### [Problem statement]
Rewrite the records below, changing every "one point each" to "a single point per object" and leaving everything else untouched.

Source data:
— START —
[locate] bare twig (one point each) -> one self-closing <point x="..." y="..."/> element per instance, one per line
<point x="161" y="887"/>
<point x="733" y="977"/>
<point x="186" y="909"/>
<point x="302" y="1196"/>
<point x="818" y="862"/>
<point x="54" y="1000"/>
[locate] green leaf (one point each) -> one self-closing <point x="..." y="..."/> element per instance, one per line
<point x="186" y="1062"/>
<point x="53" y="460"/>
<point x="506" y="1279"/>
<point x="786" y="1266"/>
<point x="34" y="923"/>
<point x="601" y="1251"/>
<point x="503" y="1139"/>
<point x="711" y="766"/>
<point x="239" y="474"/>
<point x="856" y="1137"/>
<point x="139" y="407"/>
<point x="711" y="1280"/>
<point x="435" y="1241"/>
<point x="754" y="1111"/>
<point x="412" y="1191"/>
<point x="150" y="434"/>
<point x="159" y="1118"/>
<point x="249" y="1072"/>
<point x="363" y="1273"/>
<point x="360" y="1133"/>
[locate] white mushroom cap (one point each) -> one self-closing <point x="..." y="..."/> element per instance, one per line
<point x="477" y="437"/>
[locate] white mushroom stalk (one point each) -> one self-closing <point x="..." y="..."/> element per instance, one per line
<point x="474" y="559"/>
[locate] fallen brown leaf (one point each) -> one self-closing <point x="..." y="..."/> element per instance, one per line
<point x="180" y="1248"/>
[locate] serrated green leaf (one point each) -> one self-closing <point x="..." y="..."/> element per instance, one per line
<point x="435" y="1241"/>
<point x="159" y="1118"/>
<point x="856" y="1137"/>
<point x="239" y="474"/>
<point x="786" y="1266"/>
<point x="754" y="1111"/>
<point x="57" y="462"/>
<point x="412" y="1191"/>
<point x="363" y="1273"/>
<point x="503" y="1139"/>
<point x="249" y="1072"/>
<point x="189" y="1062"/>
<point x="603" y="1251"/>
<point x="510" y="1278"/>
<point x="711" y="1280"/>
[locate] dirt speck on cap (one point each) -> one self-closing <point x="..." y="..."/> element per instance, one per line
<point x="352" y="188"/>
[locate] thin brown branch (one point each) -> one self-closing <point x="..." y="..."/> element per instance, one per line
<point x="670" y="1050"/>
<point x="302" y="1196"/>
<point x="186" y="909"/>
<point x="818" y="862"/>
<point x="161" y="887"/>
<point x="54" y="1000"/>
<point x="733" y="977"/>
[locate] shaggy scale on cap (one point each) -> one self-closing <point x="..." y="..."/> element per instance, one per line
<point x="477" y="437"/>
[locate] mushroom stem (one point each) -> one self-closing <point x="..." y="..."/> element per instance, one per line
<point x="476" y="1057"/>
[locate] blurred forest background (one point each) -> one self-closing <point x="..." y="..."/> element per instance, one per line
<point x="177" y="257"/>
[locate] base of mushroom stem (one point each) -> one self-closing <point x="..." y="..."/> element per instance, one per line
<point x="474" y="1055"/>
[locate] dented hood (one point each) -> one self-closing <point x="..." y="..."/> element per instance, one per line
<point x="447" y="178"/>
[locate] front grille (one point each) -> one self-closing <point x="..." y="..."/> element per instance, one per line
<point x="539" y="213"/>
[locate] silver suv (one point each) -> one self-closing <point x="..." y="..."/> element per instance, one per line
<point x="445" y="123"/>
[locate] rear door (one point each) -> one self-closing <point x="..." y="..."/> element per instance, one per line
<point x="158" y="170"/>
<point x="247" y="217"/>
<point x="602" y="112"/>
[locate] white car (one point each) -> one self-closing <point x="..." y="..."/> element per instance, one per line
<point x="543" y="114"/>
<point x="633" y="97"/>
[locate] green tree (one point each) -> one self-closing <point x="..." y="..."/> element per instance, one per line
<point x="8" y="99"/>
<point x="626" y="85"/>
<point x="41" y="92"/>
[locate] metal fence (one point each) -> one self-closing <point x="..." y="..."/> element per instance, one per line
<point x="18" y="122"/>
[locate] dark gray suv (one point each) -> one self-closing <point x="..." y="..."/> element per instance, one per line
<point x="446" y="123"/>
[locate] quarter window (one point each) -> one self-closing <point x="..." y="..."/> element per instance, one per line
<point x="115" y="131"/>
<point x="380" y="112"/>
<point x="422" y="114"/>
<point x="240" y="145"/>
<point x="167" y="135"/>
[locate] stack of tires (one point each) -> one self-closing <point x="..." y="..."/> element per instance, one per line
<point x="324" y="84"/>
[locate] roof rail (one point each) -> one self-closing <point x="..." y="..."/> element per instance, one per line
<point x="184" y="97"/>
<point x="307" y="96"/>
— END —
### [Solution for this task]
[locate] bare twig (a single point per object) -> one self-closing <point x="..." y="..."/> element per instance, one per line
<point x="161" y="887"/>
<point x="733" y="977"/>
<point x="186" y="909"/>
<point x="302" y="1196"/>
<point x="818" y="862"/>
<point x="54" y="1000"/>
[locate] green leaf (a single point per object) -> one self-closing <point x="..." y="..."/> element per instance, one per line
<point x="186" y="1062"/>
<point x="53" y="460"/>
<point x="506" y="1279"/>
<point x="786" y="1266"/>
<point x="34" y="923"/>
<point x="601" y="1251"/>
<point x="503" y="1139"/>
<point x="711" y="766"/>
<point x="239" y="474"/>
<point x="856" y="1137"/>
<point x="139" y="407"/>
<point x="711" y="1280"/>
<point x="435" y="1241"/>
<point x="754" y="1111"/>
<point x="412" y="1191"/>
<point x="150" y="434"/>
<point x="159" y="1118"/>
<point x="249" y="1072"/>
<point x="363" y="1273"/>
<point x="360" y="1133"/>
[locate] white mushroom cap (a single point per object) -> one self-closing <point x="..." y="..."/> element per instance, one per line
<point x="477" y="437"/>
[locate] white mushroom stalk (a single point per object) -> one self-closing <point x="..." y="..."/> element per instance, one per line
<point x="474" y="559"/>
[locate] fallen brown leaf (a single point per object) -> one self-closing <point x="..." y="..."/> element per instance, one per line
<point x="180" y="1248"/>
[locate] serrated green leaf (a single point per object) -> one self-closing <point x="..." y="..."/> element per instance, one per line
<point x="435" y="1241"/>
<point x="159" y="1118"/>
<point x="856" y="1137"/>
<point x="239" y="474"/>
<point x="786" y="1266"/>
<point x="754" y="1111"/>
<point x="57" y="462"/>
<point x="412" y="1191"/>
<point x="363" y="1273"/>
<point x="503" y="1139"/>
<point x="249" y="1072"/>
<point x="189" y="1062"/>
<point x="603" y="1251"/>
<point x="510" y="1278"/>
<point x="711" y="1280"/>
[locate] dirt speck on cap (a single point per object) -> one self-closing <point x="..." y="..."/> element per instance, one per line
<point x="352" y="188"/>
[locate] thin brown branch (a single point per object) -> one self-closing <point x="..." y="..."/> element per instance, one per line
<point x="670" y="1050"/>
<point x="302" y="1196"/>
<point x="186" y="909"/>
<point x="818" y="862"/>
<point x="161" y="887"/>
<point x="54" y="1000"/>
<point x="733" y="977"/>
[locate] shaggy scale on cap (a single point per object) -> one self-closing <point x="..." y="..."/> element per instance, one per line
<point x="477" y="437"/>
[locate] mushroom stem (a single point per object) -> one self-closing <point x="..." y="..."/> element per instance, one per line
<point x="476" y="1057"/>
[locate] blurred forest background (a single point per object) -> one self-closing <point x="..." y="..."/> element per instance, one per line
<point x="177" y="257"/>
[locate] base of mushroom stem (a single point per object) -> one self-closing <point x="..." y="..."/> element per instance, one per line
<point x="474" y="1055"/>
[locate] dented hood (a single point per object) -> one self-closing <point x="..." y="..."/> element per instance, one per line
<point x="447" y="178"/>
[locate] front grille (a single point per object) -> one self-closing <point x="..." y="..."/> element per instance, one per line
<point x="539" y="213"/>
[locate] silver suv (a single point per object) -> one self-closing <point x="..." y="..."/> element per instance, one per line
<point x="445" y="123"/>
[locate] rear door (a single point per object) -> one self-closing <point x="..." y="..."/> element per instance, one per line
<point x="158" y="170"/>
<point x="247" y="217"/>
<point x="602" y="112"/>
[locate] white car (a single point per object) -> one self-closing <point x="..." y="..."/> element per instance, one per line
<point x="543" y="114"/>
<point x="633" y="97"/>
[locate] green tree (a single point per object) -> one self-closing <point x="..." y="..."/> element per instance, one per line
<point x="8" y="99"/>
<point x="626" y="85"/>
<point x="41" y="92"/>
[locate] metal fence (a single point per object) -> one self-closing <point x="..." y="..."/> element per instance, one per line
<point x="18" y="122"/>
[locate] dark gray suv (a single point per object) -> one self-closing <point x="..." y="..."/> element per instance, one per line
<point x="446" y="123"/>
[locate] quarter window (a single point per object) -> one self-closing <point x="..." y="..."/> element per instance, one per line
<point x="115" y="131"/>
<point x="380" y="112"/>
<point x="422" y="114"/>
<point x="240" y="145"/>
<point x="167" y="135"/>
[locate] stack of tires (a single point per object) -> one self-closing <point x="..." y="..."/> element per instance, one per line
<point x="324" y="84"/>
[locate] roof rail (a single point per object) -> one self-closing <point x="..." y="..."/> element per instance, one per line
<point x="184" y="97"/>
<point x="307" y="96"/>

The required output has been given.